● **TASK SET**:
1 > From the article below on AXA's infrastructure debt team, quote the part that opens with the words "He works with" and closes with "to third parties.".
2 > Translate this sentence from the article below on AXA's infrastructure debt team into Spanish: "The firm had big plans from the start, aiming to invest €10bn within five years."

● **ARTICLE**:
He works with two senior fund managers in his team. Elena Ascheulova joined last year after spending eight years in RBS’s structured finance team and holding other structured finance associate roles at ABN AMRO and Citigroup before that. Mayeul de Margerie was promoted at the beginning of the year and has been at AXA since 2014, after spending three years at Ernst & Young. The six-strong team is completed by three associates and analysts.

AXA started investing in infrastructure debt on its own account in 2013 with former Antin partner Charles Dupont, who moved to Schroders two years later. The firm had big plans from the start, aiming to invest €10bn within five years.

While the pace of investment has been slower than initially expected, partly due to the change in leadership, it has picked up again in parallel with the launch of the fund open to third parties.

AXA’s new German CEO Thomas Buberl has been trying to improve profitability at the asset management firm as most of its business has been hit by continuing low interest rates in Europe. In September, he was reported to have held talks with banks such as Natixis and BNP Paribas and asset manager Amundi for a possible tie-up for the asset management division to which IM belongs.

● **INFORMATION SHOWN**:
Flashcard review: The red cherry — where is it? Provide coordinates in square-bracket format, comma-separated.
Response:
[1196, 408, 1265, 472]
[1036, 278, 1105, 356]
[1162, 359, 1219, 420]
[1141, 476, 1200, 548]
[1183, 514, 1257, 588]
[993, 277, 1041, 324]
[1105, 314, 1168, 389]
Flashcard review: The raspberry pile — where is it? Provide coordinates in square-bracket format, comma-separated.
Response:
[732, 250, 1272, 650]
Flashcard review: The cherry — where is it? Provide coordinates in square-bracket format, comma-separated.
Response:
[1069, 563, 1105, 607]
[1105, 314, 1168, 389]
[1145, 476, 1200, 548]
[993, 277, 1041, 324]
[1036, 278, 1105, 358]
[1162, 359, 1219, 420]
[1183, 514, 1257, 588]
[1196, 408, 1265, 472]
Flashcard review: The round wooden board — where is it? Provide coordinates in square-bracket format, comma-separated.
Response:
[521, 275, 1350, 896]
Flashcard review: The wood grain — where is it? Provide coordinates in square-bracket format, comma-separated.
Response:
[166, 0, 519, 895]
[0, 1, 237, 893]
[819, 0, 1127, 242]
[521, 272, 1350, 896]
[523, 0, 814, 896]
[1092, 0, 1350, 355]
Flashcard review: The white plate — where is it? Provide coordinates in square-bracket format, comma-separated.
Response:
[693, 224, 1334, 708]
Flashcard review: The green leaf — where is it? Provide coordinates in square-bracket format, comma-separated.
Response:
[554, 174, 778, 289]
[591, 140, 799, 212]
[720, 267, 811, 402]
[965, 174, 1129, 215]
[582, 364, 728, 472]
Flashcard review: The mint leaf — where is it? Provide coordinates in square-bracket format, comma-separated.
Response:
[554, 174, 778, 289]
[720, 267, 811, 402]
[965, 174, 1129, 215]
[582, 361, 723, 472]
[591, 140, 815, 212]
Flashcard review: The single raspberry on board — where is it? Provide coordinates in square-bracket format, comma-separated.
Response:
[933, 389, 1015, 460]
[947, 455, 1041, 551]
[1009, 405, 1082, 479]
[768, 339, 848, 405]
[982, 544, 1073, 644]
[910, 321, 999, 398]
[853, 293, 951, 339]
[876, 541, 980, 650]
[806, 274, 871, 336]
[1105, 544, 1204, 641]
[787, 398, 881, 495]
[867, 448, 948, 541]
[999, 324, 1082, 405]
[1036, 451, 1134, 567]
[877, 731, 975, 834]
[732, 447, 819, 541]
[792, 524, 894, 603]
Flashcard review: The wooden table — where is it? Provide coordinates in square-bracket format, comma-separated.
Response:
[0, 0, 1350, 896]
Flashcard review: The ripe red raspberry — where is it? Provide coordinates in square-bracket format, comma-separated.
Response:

● **EXERCISE RESULTS**:
1 >
He works with two senior fund managers in his team. Elena Ascheulova joined last year after spending eight years in RBS’s structured finance team and holding other structured finance associate roles at ABN AMRO and Citigroup before that. Mayeul de Margerie was promoted at the beginning of the year and has been at AXA since 2014, after spending three years at Ernst & Young. The six-strong team is completed by three associates and analysts.

AXA started investing in infrastructure debt on its own account in 2013 with former Antin partner Charles Dupont, who moved to Schroders two years later. The firm had big plans from the start, aiming to invest €10bn within five years.

While the pace of investment has been slower than initially expected, partly due to the change in leadership, it has picked up again in parallel with the launch of the fund open to third parties.

2 > La empresa tuvo grandes planes desde el principio, con el objetivo de invertir 10.000 millones de euros en un plazo de cinco años.